*** Opening of SUPPLIED RECORDS ***

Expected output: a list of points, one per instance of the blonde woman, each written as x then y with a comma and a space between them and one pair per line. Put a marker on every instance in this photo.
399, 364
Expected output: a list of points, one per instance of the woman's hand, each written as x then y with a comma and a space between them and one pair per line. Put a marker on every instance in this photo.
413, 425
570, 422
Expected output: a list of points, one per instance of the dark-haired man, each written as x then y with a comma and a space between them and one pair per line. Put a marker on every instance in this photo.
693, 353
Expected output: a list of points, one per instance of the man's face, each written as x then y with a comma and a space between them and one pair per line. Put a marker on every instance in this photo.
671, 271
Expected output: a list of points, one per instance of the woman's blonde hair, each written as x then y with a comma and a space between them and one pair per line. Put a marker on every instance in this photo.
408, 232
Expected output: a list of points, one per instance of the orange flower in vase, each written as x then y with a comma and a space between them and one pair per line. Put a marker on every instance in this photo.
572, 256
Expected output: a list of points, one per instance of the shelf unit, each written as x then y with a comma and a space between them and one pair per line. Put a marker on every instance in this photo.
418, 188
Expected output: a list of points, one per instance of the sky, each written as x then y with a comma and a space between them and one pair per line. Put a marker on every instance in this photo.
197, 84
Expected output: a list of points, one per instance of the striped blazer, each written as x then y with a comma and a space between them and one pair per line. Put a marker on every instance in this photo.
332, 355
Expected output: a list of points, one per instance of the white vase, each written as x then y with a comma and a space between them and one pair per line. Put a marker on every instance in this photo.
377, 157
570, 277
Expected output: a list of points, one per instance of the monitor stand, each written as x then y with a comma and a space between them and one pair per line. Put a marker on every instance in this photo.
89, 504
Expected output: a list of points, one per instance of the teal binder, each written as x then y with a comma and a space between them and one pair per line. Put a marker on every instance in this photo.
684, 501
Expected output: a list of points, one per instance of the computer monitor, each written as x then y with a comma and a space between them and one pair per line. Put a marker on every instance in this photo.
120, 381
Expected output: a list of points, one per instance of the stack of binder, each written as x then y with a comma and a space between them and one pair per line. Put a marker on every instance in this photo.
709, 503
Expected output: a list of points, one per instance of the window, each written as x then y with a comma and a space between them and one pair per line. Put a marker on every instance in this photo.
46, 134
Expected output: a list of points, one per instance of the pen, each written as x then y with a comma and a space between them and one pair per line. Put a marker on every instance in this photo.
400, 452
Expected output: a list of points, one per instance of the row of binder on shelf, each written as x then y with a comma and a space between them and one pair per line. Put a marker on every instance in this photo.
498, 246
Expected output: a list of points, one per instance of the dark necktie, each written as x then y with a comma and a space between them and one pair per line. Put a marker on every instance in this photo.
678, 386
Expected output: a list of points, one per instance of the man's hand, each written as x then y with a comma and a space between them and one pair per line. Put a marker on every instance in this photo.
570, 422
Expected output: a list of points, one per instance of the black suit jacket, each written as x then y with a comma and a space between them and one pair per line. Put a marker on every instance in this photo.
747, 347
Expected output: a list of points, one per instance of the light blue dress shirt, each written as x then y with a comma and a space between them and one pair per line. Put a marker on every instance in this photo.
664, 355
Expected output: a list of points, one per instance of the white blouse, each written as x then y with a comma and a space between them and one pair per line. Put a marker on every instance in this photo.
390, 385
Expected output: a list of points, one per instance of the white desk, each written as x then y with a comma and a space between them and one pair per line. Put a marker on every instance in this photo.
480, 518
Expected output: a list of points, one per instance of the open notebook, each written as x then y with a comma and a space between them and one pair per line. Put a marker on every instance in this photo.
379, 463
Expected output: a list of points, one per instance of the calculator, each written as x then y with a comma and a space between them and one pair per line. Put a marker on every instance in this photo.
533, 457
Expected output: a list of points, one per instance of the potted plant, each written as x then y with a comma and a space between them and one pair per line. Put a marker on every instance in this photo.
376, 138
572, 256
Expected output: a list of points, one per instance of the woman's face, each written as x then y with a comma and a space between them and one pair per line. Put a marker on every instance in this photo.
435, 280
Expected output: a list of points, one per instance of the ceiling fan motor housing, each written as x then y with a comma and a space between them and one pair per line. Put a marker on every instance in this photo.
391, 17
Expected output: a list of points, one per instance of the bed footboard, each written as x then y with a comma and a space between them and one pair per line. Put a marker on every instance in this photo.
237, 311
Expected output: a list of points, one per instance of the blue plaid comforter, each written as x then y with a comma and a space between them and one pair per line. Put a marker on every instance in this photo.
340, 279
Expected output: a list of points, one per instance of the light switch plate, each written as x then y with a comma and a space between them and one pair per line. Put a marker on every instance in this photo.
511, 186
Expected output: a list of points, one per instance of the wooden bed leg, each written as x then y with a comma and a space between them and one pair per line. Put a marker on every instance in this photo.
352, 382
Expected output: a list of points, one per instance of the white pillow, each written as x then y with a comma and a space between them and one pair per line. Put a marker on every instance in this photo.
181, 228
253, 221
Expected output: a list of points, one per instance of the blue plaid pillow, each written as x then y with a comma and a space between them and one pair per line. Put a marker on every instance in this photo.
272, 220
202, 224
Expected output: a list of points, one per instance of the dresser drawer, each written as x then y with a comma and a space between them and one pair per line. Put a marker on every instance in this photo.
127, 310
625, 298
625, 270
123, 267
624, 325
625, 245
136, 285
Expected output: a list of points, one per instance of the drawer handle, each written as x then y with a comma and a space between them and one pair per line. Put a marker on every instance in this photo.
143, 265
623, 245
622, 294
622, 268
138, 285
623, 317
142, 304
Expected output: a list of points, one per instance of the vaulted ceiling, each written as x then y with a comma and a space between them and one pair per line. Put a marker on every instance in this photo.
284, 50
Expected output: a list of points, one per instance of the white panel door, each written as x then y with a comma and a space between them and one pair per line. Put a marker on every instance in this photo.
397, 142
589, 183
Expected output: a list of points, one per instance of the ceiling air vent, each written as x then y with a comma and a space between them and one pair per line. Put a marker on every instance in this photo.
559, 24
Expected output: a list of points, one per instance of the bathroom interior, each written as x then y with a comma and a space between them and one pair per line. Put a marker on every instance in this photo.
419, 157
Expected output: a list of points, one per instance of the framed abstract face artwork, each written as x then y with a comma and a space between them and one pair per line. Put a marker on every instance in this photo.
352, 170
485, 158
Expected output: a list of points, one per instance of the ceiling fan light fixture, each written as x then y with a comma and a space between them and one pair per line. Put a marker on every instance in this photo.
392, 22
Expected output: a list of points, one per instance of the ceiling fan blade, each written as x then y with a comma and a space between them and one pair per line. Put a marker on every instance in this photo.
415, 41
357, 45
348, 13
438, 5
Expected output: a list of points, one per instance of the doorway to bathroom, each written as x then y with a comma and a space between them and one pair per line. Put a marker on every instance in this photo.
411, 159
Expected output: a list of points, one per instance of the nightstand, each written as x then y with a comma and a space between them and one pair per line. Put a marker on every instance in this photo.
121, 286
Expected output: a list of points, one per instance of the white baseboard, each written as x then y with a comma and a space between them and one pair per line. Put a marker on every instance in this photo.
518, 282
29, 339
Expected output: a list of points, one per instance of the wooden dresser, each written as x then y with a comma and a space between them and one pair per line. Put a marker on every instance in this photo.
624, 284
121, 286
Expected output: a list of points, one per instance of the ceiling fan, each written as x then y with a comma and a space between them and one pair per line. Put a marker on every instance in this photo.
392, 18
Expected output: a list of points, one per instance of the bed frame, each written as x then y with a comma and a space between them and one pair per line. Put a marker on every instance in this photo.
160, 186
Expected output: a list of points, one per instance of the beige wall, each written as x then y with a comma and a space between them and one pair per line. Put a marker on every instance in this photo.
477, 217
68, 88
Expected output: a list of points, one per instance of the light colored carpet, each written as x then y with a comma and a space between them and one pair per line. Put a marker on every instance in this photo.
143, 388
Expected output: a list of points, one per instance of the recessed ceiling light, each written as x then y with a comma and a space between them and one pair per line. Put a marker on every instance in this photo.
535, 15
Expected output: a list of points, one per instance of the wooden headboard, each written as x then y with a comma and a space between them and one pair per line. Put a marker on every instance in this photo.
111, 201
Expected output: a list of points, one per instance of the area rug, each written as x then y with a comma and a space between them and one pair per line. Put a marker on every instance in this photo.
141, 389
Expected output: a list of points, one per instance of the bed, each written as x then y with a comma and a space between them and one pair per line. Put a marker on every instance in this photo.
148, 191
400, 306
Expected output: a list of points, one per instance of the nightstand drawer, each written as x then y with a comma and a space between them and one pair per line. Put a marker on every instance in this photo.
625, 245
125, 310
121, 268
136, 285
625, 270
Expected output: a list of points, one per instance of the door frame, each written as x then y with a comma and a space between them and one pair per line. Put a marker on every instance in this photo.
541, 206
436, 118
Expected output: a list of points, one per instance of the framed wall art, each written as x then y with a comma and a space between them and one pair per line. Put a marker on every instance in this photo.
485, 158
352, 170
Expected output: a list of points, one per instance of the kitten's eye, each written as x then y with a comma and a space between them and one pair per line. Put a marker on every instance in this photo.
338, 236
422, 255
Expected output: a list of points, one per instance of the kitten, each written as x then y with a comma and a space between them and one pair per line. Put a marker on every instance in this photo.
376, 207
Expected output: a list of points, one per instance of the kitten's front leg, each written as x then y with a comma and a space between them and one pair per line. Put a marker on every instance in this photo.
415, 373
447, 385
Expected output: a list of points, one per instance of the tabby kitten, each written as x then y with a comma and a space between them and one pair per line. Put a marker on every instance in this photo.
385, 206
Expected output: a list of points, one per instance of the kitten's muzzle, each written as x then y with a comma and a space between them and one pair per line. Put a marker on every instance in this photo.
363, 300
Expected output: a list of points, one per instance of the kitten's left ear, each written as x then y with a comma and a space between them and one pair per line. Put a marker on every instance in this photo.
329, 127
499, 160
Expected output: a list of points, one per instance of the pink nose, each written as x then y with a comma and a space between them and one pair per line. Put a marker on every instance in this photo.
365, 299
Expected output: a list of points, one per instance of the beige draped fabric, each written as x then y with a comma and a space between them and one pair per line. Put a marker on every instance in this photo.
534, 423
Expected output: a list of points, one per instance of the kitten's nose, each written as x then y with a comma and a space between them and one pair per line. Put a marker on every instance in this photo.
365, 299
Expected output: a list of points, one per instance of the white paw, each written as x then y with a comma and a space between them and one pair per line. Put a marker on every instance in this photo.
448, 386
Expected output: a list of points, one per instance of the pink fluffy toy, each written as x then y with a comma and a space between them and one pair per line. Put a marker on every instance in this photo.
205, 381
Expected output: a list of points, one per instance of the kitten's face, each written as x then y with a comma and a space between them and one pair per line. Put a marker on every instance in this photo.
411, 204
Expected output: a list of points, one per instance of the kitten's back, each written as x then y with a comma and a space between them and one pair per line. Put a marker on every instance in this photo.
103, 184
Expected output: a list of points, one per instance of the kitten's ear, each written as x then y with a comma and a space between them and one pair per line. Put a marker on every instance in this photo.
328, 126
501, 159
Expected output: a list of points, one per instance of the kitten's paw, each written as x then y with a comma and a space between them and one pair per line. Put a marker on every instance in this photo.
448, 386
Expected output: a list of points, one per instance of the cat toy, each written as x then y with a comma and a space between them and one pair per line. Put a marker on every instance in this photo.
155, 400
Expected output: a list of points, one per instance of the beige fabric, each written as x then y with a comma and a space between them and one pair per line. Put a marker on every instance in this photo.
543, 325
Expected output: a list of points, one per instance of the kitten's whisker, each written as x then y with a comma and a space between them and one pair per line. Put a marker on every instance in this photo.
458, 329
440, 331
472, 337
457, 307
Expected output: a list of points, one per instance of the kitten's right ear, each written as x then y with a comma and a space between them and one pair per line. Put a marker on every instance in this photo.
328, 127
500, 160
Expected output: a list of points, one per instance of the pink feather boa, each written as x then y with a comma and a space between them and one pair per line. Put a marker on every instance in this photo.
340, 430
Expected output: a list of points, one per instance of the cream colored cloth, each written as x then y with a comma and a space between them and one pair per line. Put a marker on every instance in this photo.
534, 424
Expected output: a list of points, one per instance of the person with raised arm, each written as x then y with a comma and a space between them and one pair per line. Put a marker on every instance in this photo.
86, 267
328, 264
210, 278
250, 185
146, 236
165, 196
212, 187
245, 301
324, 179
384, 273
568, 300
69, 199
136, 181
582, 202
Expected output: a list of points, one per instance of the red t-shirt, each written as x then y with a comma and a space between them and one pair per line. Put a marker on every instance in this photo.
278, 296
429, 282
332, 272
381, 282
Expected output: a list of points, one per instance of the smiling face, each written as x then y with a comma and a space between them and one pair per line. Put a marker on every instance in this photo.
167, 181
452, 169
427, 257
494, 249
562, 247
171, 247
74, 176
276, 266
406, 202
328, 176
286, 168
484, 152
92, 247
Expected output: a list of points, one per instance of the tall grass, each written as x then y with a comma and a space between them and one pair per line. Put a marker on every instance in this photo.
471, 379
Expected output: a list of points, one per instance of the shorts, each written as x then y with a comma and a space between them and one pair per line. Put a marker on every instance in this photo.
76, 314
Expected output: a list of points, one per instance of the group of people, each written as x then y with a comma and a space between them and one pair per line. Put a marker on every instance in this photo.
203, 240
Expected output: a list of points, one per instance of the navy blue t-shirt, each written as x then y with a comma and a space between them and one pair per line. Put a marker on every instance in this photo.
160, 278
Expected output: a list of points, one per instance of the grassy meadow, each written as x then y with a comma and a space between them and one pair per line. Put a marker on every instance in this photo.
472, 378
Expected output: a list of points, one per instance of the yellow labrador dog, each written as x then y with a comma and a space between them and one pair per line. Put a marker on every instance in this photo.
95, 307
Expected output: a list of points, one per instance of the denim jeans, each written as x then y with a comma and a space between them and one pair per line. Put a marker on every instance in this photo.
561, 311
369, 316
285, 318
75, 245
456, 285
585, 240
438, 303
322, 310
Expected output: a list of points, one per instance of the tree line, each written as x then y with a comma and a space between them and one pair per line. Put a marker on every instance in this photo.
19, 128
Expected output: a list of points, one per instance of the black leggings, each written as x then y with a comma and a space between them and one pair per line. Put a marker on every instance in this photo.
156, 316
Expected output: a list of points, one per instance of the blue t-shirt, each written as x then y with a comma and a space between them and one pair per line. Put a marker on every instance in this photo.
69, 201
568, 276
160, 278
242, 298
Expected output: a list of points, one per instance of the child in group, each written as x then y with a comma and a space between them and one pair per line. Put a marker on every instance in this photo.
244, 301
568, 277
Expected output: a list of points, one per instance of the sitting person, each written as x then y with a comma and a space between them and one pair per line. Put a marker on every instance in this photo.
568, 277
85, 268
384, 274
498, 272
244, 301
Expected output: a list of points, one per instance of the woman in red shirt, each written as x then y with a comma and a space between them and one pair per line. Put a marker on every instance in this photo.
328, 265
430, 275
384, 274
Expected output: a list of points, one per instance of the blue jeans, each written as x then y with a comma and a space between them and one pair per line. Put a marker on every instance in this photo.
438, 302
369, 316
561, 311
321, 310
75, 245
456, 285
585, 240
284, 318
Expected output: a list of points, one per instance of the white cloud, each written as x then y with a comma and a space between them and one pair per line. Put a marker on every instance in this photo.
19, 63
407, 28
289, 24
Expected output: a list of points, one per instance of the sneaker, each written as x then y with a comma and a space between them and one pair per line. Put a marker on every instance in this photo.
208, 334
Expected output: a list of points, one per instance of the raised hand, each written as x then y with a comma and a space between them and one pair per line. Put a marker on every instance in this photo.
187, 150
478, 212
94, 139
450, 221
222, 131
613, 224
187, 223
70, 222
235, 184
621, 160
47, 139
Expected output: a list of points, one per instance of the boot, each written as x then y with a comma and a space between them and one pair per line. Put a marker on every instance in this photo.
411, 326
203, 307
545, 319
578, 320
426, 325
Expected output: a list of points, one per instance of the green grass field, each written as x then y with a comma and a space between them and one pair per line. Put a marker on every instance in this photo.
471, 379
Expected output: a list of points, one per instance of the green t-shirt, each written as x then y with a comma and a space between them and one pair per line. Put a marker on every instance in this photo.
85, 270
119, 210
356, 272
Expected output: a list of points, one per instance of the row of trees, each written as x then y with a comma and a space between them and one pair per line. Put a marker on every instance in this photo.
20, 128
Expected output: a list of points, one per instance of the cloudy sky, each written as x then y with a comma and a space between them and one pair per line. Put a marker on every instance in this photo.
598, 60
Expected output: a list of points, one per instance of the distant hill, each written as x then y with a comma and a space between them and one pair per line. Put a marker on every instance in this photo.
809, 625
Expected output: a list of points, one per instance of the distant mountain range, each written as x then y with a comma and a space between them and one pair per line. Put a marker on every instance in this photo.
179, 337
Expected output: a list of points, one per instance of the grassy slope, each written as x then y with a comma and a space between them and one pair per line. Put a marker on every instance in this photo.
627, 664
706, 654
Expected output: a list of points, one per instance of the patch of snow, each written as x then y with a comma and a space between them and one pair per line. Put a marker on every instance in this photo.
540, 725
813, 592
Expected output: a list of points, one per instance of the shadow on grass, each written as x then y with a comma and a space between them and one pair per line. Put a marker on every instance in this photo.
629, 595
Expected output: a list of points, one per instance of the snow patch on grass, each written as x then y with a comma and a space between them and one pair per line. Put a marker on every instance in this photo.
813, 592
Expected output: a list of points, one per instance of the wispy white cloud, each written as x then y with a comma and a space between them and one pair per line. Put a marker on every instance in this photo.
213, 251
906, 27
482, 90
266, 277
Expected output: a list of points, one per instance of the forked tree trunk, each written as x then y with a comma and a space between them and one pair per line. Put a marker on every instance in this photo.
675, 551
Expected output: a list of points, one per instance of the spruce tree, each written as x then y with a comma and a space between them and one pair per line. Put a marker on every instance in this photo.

*** Close of SUPPLIED RECORDS ***

Starting at the line with "of the snow", restate each line through the end of the records, both ends included, and stop there.

Expected output: a list of points, one per instance of the snow patch on grass, each written as x then y with a comma and a space between them and one pair per line. Put a marker on every instance in this photo.
813, 592
Expected output: a list of points, one per instance of the wispy white cloud, each written as x then y with a comma and a space between them and one pair per line. Put a marker on every instance in this photo.
213, 251
906, 27
482, 90
266, 277
Expected output: a list of points, one per instance of the forked tree trunk, each written as x then y with a comma and a space between them and one pair per line. Put a marker on every instance in this photo.
675, 551
Expected output: a list of points, one per instance of the spruce tree, each written as x then y with a comma and a space between them and one pair per line. Put a marker on every instance in this photo.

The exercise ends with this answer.